Qui i tempi sono eterni perchè l’opera chiave, quella dello scolmatore del Fereggiano è ferma dal 1993, anche se i finanziamenti arenati nella giustizia da azzeccagarbugli dell’anno tremila sono arrivati dopo, molto dopo.
Ma chi ha dirottato tra il 2009 e il 2011 della tragedia costata sei vite i finanziamenti precedenti a quei 45 milioni sul Fereggiano e chi ha non ha reagito al balletto sui finanziamenti dell’altra opera chiave, già in rifacimento, ma lenta come Matusalemme, per la copertura del Bisagno, imponendo uno Sblocca-Genova, altro che Sblocca Italia!
Le due opere principali per salvare il salvabile negli ultimi tre anni sono state ferme e nessun politico, nazionale o locale, nessun premier da Berlusconi a Monti, a Letta, a Renzi, governanti in successione, nessun prefetto che fosse il Bertolaso di prima o il Gabrielli di oggi, nessun sindaco in carica, e qui c’è solo Marco Doria, o nessun presidente di Regione e qui c’è solo l’immortale Burlando, in sella dal 2005, ma in campo in politica dagli anni Ottanta e pure sindaco di Genova tra il 1992 e il 1993 fatidico dell’opera Fereggiano, che lui dichiara di avere incominciato allora a finanziare e se dopo 21 anni non ci sei riuscito…… e pure ministro dei Trasporti, che ha battuto un pugno sul tavolo…….Che ha urlato allo scandalo!

Estratti dei dati di annotazione
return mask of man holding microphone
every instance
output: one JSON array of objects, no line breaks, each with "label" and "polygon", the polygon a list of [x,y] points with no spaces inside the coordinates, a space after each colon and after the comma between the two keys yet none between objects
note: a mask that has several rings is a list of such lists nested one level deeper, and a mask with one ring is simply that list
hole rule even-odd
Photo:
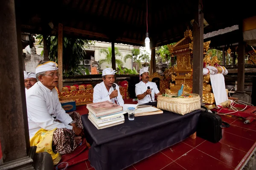
[{"label": "man holding microphone", "polygon": [[138,98],[138,104],[142,104],[154,101],[155,94],[162,95],[156,83],[149,82],[148,67],[143,67],[140,71],[142,80],[135,85],[135,94]]}]

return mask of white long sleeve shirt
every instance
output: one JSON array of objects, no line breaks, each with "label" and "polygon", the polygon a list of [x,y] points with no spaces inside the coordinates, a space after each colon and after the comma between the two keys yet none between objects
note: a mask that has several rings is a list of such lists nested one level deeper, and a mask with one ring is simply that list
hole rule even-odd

Istruzioni -
Rispondi in breve a queste domande sul brano:
(a) Da quale anno è ferma l'opera dello scolmatore del Fereggiano?
(b) Quante vite è costata la tragedia?
(c) Chi è il sindaco in carica?

Risposta completa -
(a) Dal 1993.
(b) Sei vite.
(c) Marco Doria.